Красный век. Эпоха и ее поэты. В 2 книгах — страница 24 из 160

Этот — проскваживает мимо:

              Ломбардный хлам  смотрел  еще  серее,

              Последних  молний вздрагивала гроздь,

              И оба уносились в эмпиреи,

              Взаимоокрылившись, то есть врозь…

Скользящая неуязвимость. Учтивая независимость. Ни "русскость", ни "европейскость" здесь не задерживаются. Все "хлам".

Если же попробуют втянуть в это хламное существование?

              Тогда ты в крик. Я вам не шут! Насилье!

              Я жил как вы. Но отзыв предрешен:

              История не в том,  что мы носили,

              А в том, как нас пускали нагишом.

"Оголено до бессмыслицы"… История шелухой слетает с человека. Там — тьма, сумрак ночи. И там — невозможно прояснить что-либо: социально ли, национально, конфессионально, культурно… Можно только очертить тайну магическим кругом.

Пастернак говорит: "пространство". ("Пространство", которое "требует поэм"). Говорит: "век" ("век теней"). Говорит: "ребус". (Над ним бьются, он ускользает, оставляя "подоплеки" и "подлоги").

А революция?

А революция — это прежде всего "весть", принесенная вралем. "Уж ты и спишь, и смерти ждешь. Рассказчику ж и горя мало: в ковшах оттаявших галош припутанную к правде ложь глотает платяная вошь и прясть ушами не устала."

Этот натюрморт явно мечен февралем 1917-го, но еще более мечен — стилистикой всегдашнего внешне случайного пастернаковского натюрморта.

Только "подметенные полы" уже дополнены "лужами", которые скоро сменятся и "выводком кровавых лужиц", таким же анонимно узорным, а там все опутается "красными нитями" проводов, несущих "весть" о неразгаданном смысле.

Картины революции, запечатленные в поэмах Пастернака, могут показаться апологетическими, но это обман зрения. Поэмы действительно перенасыщены фактурой, вошедшей впоследствии в мифологию большевизма, но это — общий информационный фон того времени; тогда об этом писали практически все. Со временам упрощенная до катехизиса система эпизодов, в разработке которой Пастернак активно участвует, перейдет в "Краткий курс", но к Пастернаку все это будет иметь не большее отношение, чем погода. Ибо не "содержание" революционных событий — суть его поэм, а "подача" этого содержания, те нюансы "формы", которые на стандартном фоне и составляют подлинный смысл высказываний.

Что сделать » Переведите, пожалуйста, на английский язык это предложение из отрывка о поэмах Пастернака: «Картины революции, запечатленные в поэмах Пастернака, могут показаться апологетическими, но это обман зрения». Приведенные далее строки не понадобятся.

Исходные данные »
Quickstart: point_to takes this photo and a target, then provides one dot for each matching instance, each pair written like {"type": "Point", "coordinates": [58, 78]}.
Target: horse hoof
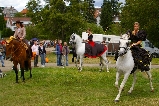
{"type": "Point", "coordinates": [116, 101]}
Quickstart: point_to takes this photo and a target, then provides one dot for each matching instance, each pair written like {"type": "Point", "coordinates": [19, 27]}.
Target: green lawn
{"type": "Point", "coordinates": [68, 87]}
{"type": "Point", "coordinates": [52, 58]}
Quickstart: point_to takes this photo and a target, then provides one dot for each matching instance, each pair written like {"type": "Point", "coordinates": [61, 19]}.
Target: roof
{"type": "Point", "coordinates": [14, 19]}
{"type": "Point", "coordinates": [24, 11]}
{"type": "Point", "coordinates": [97, 12]}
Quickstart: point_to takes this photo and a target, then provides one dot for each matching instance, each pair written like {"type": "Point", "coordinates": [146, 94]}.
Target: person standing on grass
{"type": "Point", "coordinates": [59, 52]}
{"type": "Point", "coordinates": [42, 53]}
{"type": "Point", "coordinates": [65, 52]}
{"type": "Point", "coordinates": [36, 51]}
{"type": "Point", "coordinates": [1, 57]}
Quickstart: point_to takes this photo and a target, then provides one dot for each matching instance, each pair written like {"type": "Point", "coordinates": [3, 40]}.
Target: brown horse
{"type": "Point", "coordinates": [17, 50]}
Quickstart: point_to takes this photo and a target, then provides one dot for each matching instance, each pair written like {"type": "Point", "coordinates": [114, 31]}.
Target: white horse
{"type": "Point", "coordinates": [125, 65]}
{"type": "Point", "coordinates": [76, 41]}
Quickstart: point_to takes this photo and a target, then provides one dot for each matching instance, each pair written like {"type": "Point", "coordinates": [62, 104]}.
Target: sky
{"type": "Point", "coordinates": [19, 5]}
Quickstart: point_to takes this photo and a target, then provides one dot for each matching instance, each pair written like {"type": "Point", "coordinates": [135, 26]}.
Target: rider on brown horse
{"type": "Point", "coordinates": [20, 34]}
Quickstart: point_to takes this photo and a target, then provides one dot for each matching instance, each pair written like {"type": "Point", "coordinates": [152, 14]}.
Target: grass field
{"type": "Point", "coordinates": [52, 58]}
{"type": "Point", "coordinates": [68, 87]}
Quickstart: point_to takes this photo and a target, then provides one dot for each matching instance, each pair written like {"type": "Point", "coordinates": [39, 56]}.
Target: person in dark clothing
{"type": "Point", "coordinates": [142, 58]}
{"type": "Point", "coordinates": [42, 53]}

Ответ » The pictures of the revolution captured in Pasternak's long poems may appear to be an apologia for it, but that is an optical illusion.